Scan the lines below for the string "white" and report how many lines contain it, giving only the number.

==== Provided data

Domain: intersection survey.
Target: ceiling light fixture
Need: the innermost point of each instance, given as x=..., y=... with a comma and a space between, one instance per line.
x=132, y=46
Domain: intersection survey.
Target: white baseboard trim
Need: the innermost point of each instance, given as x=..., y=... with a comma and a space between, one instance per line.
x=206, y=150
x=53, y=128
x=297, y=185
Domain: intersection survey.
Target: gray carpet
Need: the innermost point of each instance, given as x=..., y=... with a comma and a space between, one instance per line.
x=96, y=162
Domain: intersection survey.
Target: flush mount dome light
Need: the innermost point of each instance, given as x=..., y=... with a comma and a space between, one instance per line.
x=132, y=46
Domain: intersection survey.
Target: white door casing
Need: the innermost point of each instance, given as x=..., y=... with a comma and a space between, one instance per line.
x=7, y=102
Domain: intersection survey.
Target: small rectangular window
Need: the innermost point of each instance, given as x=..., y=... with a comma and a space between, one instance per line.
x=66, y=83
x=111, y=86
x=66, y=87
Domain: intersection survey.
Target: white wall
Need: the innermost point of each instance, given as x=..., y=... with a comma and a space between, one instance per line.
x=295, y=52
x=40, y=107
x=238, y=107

========
==== Provided data

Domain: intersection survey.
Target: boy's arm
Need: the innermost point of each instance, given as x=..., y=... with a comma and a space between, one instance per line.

========

__Result of this exercise__:
3